• Work to complete
Return the lines beginning at the one that contains "Task: Find the man's beard" and continuing to the end of the entries, including both ends, exactly as written and nothing else.
#####
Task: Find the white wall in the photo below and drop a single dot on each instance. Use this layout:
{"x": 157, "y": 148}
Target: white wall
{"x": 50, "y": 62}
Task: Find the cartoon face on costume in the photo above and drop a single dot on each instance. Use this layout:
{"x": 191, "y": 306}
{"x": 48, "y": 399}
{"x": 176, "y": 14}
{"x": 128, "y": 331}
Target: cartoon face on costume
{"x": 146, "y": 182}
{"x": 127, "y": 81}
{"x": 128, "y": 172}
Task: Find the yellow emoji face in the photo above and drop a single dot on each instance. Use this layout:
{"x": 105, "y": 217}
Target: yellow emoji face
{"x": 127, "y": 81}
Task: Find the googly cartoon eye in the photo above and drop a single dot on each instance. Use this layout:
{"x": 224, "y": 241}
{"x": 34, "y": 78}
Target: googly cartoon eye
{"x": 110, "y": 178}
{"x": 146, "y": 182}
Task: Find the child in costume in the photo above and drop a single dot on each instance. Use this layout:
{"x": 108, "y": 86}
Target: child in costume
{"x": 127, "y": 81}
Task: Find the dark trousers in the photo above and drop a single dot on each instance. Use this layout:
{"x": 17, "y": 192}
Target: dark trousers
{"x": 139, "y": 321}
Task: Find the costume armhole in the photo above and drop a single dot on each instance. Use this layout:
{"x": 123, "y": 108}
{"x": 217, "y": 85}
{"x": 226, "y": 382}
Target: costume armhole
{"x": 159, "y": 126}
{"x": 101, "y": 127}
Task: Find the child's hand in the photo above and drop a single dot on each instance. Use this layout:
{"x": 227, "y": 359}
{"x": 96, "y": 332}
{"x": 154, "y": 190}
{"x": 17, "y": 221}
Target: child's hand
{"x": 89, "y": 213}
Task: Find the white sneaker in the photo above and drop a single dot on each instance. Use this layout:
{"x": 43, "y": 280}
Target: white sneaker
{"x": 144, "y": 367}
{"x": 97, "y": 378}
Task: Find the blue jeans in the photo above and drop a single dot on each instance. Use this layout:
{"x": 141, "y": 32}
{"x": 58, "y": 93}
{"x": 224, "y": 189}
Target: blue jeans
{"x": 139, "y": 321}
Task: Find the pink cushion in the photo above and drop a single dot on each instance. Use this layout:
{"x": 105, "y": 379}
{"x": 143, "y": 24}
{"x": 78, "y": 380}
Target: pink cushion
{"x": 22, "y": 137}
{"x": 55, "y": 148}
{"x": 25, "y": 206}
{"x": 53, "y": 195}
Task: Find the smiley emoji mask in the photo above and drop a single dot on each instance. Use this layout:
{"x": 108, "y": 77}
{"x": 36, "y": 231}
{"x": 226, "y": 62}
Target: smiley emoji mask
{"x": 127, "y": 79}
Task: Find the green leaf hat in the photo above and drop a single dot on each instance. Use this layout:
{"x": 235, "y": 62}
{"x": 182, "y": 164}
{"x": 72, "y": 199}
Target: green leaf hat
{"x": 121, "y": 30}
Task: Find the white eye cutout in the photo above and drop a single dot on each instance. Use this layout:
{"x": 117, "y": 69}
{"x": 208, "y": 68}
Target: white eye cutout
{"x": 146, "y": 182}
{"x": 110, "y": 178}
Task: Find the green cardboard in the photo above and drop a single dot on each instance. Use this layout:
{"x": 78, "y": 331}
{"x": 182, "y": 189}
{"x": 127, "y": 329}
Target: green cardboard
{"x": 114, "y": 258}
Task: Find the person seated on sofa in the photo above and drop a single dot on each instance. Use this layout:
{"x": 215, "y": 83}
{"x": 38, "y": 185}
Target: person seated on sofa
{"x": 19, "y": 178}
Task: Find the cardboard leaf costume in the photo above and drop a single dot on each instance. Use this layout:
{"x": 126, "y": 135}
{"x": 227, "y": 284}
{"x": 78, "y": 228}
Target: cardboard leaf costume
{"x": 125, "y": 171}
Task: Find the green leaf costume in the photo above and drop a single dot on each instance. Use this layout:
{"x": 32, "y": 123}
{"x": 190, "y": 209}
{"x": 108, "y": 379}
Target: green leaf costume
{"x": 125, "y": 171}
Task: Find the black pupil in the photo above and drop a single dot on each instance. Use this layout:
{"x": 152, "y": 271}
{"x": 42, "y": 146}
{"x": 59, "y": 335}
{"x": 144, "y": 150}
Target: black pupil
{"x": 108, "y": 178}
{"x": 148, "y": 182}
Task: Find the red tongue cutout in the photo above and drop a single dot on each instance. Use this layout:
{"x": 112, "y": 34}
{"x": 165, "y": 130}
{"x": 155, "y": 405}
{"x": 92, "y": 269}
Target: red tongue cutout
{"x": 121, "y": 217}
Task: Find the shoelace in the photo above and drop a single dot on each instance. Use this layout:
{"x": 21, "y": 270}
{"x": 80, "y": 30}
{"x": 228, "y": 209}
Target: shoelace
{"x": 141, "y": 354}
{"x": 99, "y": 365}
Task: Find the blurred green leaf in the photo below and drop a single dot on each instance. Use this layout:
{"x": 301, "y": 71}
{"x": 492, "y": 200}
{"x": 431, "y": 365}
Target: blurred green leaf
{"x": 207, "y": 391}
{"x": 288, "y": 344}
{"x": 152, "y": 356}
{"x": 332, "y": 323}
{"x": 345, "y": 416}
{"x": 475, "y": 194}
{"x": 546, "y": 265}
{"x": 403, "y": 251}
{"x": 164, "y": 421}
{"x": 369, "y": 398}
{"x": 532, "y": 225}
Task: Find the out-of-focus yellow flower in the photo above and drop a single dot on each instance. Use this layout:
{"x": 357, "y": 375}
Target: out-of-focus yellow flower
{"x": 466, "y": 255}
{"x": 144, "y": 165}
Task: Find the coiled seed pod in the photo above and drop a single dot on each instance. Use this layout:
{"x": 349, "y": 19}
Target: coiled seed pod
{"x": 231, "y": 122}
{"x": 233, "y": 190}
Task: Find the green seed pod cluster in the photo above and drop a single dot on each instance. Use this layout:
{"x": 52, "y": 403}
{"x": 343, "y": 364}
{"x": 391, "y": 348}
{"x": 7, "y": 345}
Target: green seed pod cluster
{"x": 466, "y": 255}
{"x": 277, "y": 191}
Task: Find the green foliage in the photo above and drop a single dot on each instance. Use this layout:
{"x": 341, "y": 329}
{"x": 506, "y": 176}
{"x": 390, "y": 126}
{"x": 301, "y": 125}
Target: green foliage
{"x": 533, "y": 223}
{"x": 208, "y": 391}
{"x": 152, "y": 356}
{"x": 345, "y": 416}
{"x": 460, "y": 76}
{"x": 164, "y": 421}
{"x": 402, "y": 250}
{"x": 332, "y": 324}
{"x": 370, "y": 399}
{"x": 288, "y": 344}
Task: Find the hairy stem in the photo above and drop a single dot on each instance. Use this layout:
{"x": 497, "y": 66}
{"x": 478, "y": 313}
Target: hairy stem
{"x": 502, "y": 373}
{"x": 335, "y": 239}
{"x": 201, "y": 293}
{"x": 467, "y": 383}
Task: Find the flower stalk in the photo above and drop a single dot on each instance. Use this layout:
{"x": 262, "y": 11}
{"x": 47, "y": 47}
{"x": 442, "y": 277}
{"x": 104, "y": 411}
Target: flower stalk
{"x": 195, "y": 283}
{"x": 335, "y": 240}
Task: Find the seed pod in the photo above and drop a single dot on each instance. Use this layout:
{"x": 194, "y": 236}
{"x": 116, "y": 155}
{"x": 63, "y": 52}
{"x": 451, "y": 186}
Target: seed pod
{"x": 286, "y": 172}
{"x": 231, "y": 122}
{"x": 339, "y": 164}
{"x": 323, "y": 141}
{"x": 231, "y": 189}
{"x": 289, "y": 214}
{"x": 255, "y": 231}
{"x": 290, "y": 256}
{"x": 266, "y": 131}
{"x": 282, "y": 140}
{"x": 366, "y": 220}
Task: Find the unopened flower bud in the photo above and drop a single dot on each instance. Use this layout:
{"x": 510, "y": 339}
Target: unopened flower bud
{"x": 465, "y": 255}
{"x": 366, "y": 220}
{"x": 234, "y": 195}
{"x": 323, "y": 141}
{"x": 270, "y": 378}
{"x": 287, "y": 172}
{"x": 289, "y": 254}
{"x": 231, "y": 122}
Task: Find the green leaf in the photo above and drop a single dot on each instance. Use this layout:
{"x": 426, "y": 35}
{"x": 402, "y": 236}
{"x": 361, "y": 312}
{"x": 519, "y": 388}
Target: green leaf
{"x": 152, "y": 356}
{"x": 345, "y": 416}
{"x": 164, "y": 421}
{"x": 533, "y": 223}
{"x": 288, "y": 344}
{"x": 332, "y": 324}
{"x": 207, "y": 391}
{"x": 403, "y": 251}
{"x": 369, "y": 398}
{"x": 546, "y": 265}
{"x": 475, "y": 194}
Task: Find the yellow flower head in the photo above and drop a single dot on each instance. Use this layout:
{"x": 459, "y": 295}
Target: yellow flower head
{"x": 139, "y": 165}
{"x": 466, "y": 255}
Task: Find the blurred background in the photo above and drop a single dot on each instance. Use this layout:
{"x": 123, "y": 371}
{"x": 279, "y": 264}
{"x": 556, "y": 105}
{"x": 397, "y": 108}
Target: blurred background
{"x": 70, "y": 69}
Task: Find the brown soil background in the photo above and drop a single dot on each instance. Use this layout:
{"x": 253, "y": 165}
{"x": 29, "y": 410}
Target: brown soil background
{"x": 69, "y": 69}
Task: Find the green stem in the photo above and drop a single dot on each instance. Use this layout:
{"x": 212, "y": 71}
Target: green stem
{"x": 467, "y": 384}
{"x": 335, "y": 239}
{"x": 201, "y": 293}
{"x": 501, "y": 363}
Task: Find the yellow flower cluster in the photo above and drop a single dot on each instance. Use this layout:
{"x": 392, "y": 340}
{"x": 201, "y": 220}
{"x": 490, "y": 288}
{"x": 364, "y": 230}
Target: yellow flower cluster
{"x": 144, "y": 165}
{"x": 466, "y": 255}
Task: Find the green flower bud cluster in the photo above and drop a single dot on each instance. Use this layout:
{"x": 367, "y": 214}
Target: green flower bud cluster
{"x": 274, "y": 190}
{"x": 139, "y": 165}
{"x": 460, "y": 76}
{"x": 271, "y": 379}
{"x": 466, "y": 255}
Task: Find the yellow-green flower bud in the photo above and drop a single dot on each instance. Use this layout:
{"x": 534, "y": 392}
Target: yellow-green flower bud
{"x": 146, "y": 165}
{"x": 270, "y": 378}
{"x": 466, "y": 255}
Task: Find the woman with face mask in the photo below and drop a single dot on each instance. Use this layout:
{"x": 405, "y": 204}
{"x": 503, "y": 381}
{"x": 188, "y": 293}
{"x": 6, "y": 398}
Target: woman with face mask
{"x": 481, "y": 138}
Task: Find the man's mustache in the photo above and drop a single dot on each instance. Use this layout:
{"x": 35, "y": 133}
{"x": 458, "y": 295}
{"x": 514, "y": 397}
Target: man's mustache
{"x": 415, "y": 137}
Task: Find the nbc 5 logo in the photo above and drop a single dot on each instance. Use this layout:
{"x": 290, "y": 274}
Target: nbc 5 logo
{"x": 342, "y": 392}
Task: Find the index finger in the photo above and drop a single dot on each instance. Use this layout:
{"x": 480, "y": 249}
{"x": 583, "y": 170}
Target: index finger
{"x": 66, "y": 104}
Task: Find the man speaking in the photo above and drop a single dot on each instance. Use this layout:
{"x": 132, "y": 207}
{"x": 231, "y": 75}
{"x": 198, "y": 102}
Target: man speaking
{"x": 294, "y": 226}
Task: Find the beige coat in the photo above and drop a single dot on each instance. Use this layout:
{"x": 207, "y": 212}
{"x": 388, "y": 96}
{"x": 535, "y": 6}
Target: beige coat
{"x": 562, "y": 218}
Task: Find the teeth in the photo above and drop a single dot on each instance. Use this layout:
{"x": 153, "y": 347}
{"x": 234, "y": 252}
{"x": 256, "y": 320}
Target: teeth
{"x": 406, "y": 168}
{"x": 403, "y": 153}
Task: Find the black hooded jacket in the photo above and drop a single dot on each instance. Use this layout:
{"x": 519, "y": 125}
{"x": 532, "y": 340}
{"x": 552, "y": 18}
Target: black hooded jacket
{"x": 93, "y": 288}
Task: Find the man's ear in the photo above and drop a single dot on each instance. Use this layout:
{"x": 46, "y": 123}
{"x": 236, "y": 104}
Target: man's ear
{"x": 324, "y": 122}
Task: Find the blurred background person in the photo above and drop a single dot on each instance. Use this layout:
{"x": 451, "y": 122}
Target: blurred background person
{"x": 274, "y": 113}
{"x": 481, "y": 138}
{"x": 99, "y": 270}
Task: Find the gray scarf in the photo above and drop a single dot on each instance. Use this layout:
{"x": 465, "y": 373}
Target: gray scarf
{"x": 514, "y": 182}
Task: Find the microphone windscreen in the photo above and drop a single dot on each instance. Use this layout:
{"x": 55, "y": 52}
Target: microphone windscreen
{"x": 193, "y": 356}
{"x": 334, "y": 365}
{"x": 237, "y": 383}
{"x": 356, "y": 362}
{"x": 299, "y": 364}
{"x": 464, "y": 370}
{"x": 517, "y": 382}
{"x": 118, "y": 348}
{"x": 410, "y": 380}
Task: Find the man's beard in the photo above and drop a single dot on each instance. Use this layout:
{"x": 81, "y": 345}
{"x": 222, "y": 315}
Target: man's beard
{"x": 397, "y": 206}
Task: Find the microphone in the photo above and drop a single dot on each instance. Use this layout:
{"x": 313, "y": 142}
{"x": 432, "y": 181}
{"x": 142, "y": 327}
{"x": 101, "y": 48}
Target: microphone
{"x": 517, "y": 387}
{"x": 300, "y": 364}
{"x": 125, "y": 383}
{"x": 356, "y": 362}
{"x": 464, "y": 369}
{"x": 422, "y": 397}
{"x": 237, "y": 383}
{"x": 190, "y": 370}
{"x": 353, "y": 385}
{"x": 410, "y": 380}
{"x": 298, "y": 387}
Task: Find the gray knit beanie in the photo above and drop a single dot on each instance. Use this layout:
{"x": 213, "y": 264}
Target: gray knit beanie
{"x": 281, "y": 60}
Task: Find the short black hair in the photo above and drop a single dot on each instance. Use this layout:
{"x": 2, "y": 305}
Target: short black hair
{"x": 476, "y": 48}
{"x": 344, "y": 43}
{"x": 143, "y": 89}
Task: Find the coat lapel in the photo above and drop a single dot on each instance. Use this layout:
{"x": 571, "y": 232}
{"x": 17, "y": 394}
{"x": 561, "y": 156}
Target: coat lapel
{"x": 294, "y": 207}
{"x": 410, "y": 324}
#####
• Result of this exercise
Task: Find the man's beard in the photo above and drop a single dot on each instance. Use this layout:
{"x": 81, "y": 345}
{"x": 222, "y": 315}
Target: man's beard
{"x": 397, "y": 206}
Task: Find the microphone in the photo above and drop a single dot on each instance. Use this layout:
{"x": 313, "y": 142}
{"x": 432, "y": 181}
{"x": 142, "y": 327}
{"x": 101, "y": 48}
Target: microphone
{"x": 517, "y": 387}
{"x": 300, "y": 364}
{"x": 125, "y": 383}
{"x": 356, "y": 362}
{"x": 464, "y": 369}
{"x": 422, "y": 397}
{"x": 237, "y": 383}
{"x": 190, "y": 370}
{"x": 353, "y": 385}
{"x": 410, "y": 380}
{"x": 298, "y": 387}
Task: Find the gray knit beanie in the photo above and drop a single dot on each instance. Use this layout:
{"x": 213, "y": 264}
Target: gray knit beanie
{"x": 281, "y": 60}
Task: Find the short black hair in the photo above and drop a single dot on each instance. Use this layout:
{"x": 2, "y": 305}
Target: short black hair
{"x": 476, "y": 48}
{"x": 344, "y": 43}
{"x": 143, "y": 89}
Task: Find the coat lapel in the photo above and drop a single dot on each instance. Use this layout:
{"x": 571, "y": 232}
{"x": 17, "y": 394}
{"x": 561, "y": 156}
Target: coat lapel
{"x": 294, "y": 207}
{"x": 410, "y": 324}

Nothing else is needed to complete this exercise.